Document segment:
★ ★ ★ ★

In Heartbreak Epiphanies and Justified Lust, John Kruxhammer (a pseudonym) offers a strange, chaotic, confusing, but somehow engaging novel.
The story opens in a brothel. There the client, a john named John, requests, instead of sex, to be read aloud from his own manuscript. “We’re not here for that,” says the first girl who refuses him; “That’s a new one,” says the second before pressing the emergency button to summon help.
After pausing for a vaguely connected discussion of cosmological terms and a dash of freshman philosophy, the narrative gets going, fueled by great quantities of beer and sexual encounters, often of the passing sort and always from the male perspective. This landscape of booze and broads is traversed by a pair of odd characters. John Palmer is driven to institutionalized madness by hatred of his wealthy parents and into a fantasy world by an obsession for his beautiful therapist, while John Morgan, an auditor for the federal government, finds refuge from a squalid marriage in alcohol and rock music.

★ ★ ★ ★

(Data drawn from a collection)
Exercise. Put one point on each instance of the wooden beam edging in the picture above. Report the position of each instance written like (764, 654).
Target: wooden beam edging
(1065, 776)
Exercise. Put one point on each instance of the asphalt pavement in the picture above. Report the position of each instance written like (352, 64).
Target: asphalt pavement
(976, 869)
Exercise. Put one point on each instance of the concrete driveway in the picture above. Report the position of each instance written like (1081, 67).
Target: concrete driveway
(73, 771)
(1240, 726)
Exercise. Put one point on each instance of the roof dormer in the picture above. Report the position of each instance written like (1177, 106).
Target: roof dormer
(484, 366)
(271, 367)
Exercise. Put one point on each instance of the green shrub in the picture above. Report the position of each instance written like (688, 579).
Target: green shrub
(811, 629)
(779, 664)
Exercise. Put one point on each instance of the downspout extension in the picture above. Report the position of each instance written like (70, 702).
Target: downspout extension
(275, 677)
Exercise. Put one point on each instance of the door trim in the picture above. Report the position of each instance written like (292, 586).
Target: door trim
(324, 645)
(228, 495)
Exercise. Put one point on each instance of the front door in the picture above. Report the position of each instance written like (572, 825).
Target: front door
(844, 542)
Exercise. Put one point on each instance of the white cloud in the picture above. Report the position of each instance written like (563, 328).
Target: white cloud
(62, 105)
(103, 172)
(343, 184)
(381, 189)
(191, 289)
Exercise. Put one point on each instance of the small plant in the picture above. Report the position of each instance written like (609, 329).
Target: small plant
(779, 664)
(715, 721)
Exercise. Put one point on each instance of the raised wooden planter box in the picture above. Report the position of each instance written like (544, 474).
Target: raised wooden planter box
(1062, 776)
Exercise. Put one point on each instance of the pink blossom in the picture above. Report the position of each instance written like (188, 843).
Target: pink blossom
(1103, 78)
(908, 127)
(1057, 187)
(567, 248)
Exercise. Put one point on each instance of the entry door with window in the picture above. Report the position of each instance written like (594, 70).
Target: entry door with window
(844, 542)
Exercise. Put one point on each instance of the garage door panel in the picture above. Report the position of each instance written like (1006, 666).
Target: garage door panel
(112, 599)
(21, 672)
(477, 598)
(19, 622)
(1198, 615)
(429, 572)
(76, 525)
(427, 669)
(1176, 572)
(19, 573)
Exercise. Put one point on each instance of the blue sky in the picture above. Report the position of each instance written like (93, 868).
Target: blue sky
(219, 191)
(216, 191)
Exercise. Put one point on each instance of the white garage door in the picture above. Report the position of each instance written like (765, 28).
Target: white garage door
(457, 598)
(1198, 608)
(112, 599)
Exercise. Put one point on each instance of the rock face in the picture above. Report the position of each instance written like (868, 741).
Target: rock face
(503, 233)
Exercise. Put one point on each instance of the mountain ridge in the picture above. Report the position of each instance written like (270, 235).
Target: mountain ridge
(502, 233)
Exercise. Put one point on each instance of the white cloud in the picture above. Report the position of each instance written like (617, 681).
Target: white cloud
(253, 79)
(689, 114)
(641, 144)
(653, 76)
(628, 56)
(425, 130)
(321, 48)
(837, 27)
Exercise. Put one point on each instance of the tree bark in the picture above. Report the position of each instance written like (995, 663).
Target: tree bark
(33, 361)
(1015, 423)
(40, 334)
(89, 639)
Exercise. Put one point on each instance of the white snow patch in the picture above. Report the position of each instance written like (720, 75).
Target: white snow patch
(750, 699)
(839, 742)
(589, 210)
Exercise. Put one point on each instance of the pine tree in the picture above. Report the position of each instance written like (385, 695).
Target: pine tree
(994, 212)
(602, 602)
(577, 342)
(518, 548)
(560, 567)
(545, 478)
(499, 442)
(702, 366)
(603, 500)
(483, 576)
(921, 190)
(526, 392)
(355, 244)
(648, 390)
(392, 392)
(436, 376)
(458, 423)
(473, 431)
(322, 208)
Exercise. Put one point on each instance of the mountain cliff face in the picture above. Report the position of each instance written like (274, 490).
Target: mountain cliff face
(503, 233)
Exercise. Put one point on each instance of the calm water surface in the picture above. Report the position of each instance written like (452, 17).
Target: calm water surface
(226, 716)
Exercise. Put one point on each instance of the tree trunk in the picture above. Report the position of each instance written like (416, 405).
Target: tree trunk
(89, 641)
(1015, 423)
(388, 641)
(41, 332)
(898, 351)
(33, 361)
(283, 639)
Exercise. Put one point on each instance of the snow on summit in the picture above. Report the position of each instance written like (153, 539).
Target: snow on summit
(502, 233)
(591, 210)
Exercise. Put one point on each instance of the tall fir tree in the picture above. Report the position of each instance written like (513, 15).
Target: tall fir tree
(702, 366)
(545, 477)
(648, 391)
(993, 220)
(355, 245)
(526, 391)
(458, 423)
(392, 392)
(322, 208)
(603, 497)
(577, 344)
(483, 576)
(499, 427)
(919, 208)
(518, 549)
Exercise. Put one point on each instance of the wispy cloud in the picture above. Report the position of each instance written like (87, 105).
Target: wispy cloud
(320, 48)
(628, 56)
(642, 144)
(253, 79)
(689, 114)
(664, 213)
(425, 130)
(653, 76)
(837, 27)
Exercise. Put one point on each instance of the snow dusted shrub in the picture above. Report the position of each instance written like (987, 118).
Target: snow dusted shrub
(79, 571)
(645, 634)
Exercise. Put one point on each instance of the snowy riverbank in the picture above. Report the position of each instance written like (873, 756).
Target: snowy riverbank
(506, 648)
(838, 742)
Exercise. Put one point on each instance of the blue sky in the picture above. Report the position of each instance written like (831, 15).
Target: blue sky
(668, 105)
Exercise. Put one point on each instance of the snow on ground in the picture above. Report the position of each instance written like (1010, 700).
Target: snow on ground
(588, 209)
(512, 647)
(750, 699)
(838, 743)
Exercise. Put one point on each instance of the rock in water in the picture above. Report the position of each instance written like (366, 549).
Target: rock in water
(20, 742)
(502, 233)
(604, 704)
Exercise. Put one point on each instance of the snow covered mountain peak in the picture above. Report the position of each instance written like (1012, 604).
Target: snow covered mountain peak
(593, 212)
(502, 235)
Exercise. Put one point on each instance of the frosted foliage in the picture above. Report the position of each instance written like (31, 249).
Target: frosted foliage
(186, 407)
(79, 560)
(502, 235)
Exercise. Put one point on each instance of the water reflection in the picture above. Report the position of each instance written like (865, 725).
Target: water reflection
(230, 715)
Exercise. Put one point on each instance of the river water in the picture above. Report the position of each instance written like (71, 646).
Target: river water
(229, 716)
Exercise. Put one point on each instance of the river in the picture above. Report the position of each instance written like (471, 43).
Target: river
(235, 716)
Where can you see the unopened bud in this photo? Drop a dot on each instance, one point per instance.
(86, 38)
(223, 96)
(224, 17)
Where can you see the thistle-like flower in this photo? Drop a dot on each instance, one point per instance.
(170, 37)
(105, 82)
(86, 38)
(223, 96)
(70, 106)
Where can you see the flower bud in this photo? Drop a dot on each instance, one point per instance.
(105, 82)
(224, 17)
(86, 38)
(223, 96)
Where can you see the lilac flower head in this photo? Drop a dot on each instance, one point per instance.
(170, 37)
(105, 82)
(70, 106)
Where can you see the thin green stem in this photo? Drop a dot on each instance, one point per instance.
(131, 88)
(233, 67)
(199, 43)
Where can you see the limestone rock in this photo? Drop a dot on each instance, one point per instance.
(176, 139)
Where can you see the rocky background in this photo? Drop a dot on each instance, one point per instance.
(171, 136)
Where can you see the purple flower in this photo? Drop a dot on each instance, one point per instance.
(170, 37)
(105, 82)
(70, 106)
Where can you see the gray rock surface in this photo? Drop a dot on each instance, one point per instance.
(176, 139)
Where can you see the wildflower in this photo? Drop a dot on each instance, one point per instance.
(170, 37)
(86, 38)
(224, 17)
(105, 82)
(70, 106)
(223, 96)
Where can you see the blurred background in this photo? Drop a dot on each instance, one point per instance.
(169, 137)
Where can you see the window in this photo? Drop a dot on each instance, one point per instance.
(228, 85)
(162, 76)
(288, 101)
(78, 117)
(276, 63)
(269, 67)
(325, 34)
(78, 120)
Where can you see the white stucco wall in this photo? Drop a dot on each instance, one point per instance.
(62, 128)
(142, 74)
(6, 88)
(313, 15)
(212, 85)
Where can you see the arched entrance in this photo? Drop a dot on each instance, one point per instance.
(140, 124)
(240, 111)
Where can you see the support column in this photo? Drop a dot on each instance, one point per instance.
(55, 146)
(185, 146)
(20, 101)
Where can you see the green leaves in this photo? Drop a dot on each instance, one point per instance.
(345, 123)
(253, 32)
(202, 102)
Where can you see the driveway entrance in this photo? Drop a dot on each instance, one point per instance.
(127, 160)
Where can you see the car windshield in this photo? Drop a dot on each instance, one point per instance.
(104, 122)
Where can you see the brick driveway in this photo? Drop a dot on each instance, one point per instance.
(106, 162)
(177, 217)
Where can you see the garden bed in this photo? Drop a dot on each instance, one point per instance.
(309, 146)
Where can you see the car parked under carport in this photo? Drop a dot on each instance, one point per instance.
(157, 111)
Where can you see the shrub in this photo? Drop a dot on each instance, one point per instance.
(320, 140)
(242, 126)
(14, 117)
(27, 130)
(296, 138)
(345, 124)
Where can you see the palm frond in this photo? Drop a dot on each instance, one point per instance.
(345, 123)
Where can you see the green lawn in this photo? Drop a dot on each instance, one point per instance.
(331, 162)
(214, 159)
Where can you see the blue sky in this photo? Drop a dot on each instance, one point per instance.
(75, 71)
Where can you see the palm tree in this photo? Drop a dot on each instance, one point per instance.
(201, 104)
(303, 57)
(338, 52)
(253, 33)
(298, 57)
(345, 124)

★ ★ ★ ★

Exercise description: Pick up the review of Heartbreak Epiphanies and Justified Lust after its last sentence and write the next part.

Answer below:
Miraculously cured by the death of his parents in a car crash, leaving him the sole heir to $12 million, Palmer repairs to Las Vegas to fulfill hedonistic fantasies assisted by a philosophy-professor-turned-sexologist “researching” the practices and motives of escorts, a task naturally requiring close observation. Eventually, they meet up with Morgan on a break from his well-paying job, and together embark on a series of escapades involving quantities of wine, women and song. Despite the trio’s many sordid adventures, however, the novel’s real central character is Las Vegas itself, “city of dreams at the end of all journeys.”
The story presents many challenges: sudden shifts between time, place, mood and characters, frequent diversions, and what appear to be narrative dead ends. For many readers, this will be too daunting to navigate. Those willing to persevere, however, might find themselves intrigued by the author’s love of language, bizarre plot twists and flights into fantasy.